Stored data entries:
═══

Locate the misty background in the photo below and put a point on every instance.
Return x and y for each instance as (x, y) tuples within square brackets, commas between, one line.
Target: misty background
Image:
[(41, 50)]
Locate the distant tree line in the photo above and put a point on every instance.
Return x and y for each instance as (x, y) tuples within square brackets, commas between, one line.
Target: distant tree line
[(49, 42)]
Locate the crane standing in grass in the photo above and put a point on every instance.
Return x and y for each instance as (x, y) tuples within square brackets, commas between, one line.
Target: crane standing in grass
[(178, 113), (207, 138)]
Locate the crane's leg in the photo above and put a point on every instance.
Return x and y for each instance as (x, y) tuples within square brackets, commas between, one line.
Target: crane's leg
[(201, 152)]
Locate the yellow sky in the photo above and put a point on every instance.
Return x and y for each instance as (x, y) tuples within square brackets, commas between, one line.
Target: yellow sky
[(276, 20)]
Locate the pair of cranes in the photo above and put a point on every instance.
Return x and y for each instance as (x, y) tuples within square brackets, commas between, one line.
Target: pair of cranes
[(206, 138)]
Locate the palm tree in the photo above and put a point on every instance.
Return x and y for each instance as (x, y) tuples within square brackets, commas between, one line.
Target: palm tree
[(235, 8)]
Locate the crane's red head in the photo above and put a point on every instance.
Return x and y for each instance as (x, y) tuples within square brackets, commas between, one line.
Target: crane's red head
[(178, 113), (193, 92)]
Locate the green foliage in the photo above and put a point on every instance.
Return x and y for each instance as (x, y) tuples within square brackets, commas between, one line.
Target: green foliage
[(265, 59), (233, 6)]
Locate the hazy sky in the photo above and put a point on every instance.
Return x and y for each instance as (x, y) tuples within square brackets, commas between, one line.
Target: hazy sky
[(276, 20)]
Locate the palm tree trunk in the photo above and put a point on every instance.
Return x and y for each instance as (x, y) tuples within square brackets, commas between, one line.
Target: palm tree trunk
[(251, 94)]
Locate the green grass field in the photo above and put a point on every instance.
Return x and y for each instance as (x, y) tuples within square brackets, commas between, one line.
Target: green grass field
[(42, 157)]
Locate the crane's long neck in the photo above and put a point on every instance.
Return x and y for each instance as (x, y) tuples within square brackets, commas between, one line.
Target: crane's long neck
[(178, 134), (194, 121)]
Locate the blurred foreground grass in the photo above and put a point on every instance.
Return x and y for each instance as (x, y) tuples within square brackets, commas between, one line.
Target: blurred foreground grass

═══

Assigned task:
Copy every line that appears above, with each word kept as it is.

Response area:
Locate the misty background in the photo below and put a point on every instance.
Return x and y for each instance as (x, y) tuples within square brackets, commas between, one line.
Target: misty background
Image:
[(41, 50)]
Locate the distant tree line in the photo above and put a point on every instance.
Return x and y for each instance as (x, y) tuples within square brackets, commas between, one line.
Target: distant tree line
[(49, 42)]
Locate the crane standing in grass in the photo above and put a point on every instance.
Return x and y for each instance as (x, y) tuples within square brackets, commas between, one line.
Target: crane standing in grass
[(178, 113), (207, 138)]
Locate the crane's leg in the photo above and put a point on every instance.
Return x and y for each instance as (x, y) tuples within square brackets, commas between, one line.
Target: crane's leg
[(201, 152)]
Locate the yellow sky in the photo above and put a point on every instance.
Return x and y for each instance as (x, y) tuples within square brackets, commas between, one line.
Target: yellow sky
[(276, 20)]
Locate the pair of cranes in the photo above and put a point on every instance.
Return x and y for each instance as (x, y) tuples within square brackets, commas between, one line.
Target: pair of cranes
[(206, 138)]
Locate the palm tree in the photo above and put a point on every instance.
Return x and y for each instance as (x, y) tuples within square brackets, commas between, one line.
Target: palm tree
[(235, 8)]
Locate the crane's red head in the photo above and put a point on every instance.
Return x and y for each instance as (x, y) tuples within square brackets, commas between, one line.
Target: crane's red head
[(178, 113), (193, 92)]
Locate the green foliage in the photo above and put a point on every instance.
Return x and y for each instance as (x, y) tuples within square brackets, commas between, one line.
Target: green foliage
[(265, 59), (233, 6)]
Locate the hazy sky in the photo above and put a point on every instance.
Return x and y for each instance as (x, y) tuples within square brackets, commas between, one line.
Target: hazy sky
[(276, 20)]
Locate the palm tree trunk in the photo above and put a point on every instance.
Return x and y for each instance as (x, y) tuples within square brackets, commas between, one line.
Target: palm tree trunk
[(251, 94)]
Locate the green grass field in the photo above and put a point on every instance.
Return x and y for each instance as (x, y) tuples within square brackets, commas between, one line.
Target: green grass field
[(42, 157)]
Locate the crane's long neck in the photo above and put a point on every instance.
Return x and y for each instance as (x, y) tuples within square brackets, commas between, one line.
Target: crane's long neck
[(178, 134), (194, 121)]
Locate the blurred foreground grass in the photo above and put a point on every instance.
Return x and y for each instance as (x, y) tuples within square brackets, commas between, one line.
Target: blurred foreground grass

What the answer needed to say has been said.